[Stored items from a collection]
····················
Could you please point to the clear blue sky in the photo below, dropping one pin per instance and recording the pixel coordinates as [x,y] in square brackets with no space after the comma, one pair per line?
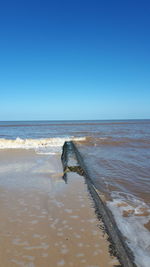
[74,59]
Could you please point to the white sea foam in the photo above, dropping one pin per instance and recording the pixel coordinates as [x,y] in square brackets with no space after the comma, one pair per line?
[42,145]
[131,214]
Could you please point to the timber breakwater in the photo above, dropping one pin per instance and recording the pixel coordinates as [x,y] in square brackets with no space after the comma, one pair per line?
[73,162]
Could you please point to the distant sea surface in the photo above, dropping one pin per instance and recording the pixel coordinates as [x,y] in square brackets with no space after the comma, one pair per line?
[117,154]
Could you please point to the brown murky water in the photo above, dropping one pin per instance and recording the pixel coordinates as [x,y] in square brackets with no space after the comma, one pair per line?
[45,222]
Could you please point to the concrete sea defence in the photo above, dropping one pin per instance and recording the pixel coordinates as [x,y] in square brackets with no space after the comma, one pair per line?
[73,161]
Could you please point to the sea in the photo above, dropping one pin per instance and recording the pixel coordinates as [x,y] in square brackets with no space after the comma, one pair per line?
[117,156]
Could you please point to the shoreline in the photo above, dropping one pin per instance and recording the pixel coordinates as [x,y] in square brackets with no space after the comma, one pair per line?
[44,221]
[72,161]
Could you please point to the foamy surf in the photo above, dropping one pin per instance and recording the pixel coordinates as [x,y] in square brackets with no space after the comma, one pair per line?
[42,145]
[131,215]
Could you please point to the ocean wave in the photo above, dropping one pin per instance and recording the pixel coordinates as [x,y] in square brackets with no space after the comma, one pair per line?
[41,143]
[131,215]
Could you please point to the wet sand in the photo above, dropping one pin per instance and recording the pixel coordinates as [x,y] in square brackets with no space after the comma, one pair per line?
[43,220]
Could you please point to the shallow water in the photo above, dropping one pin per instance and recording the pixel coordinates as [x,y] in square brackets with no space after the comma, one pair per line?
[117,154]
[44,221]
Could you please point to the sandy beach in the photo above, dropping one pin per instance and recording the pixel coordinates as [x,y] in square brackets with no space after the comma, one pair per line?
····················
Direction: Rewrite all of the records, replacing "pixel coordinates" with "image coordinates" wherever it appears and changing nothing else. Leave the pictures out of your answer.

Answer for the task:
Could you please point to the clear blue sky in the photo below, dropping one pin per instance and recording the image coordinates as [x,y] in square brackets with no space after the comma, one pair per line?
[74,59]
Could you please point to the white sea foam in the photo above, dropping one pin per instance and recording the image coordinates as [x,y] in square brackets with no space after the comma, one pair per line?
[42,145]
[131,214]
Could you please point to the timber breakwater in the photo above, dropping one pin per instance and recording the image coordinates as [x,y] in square brackets with no space after the comma, one pair per line?
[73,162]
Could you please point to the distant sea surface in the photo above, dropping one pin per instance and recording the image coordinates as [x,y] in square brackets with no space after the comma, one pair per line?
[117,154]
Could you please point to the brown murky water in the photo above, dropping one pin per instance and recording the image coordinates as [x,y] in square brackets with no space after the comma, one pair per line?
[45,222]
Could you please point to the concrete sea defence in the photo above, dropping one pin per instance and recording the image coordinates as [x,y] in square brackets with no space after the comma, one pair per line?
[73,161]
Could you please point to the sea in the photo above, dropping one pin per instance and recording the image coordinates as [x,y] in square brackets with no space after the comma, one pair per line?
[117,156]
Could you please point to the shoreline in the photo above, dropping one pin per instance and recording the image coordinates as [x,y] in square brackets with no space after the comma, one pair per line?
[44,221]
[72,161]
Could you please point to the foamy surf in the photo above, dropping one pin per instance and recording the image coordinates as [x,y] in square brackets with no space after the comma, one pair per line?
[42,145]
[131,215]
Could you please point to the ocean wave in the photo above, dropping one pin per instance and recording the image coordinates as [x,y] in square brackets with no space after the comma, one pair per line?
[41,143]
[131,215]
Could you please point to the wet sand in the photo above, dropping one pin per instance and recording the image coordinates as [x,y] in square brackets with no space after the comma, one pair per line?
[43,220]
Could you please point to the shallow water in the photo above, dropping one pin per instance and recording the image coordinates as [x,y] in square brackets with no space after the comma, one pair per line?
[117,154]
[44,221]
Could you please point to the sandy beach in the photo above, dropping one pin per instance and recording the image coordinates as [x,y] in square brackets with no space after the comma, one pair per line?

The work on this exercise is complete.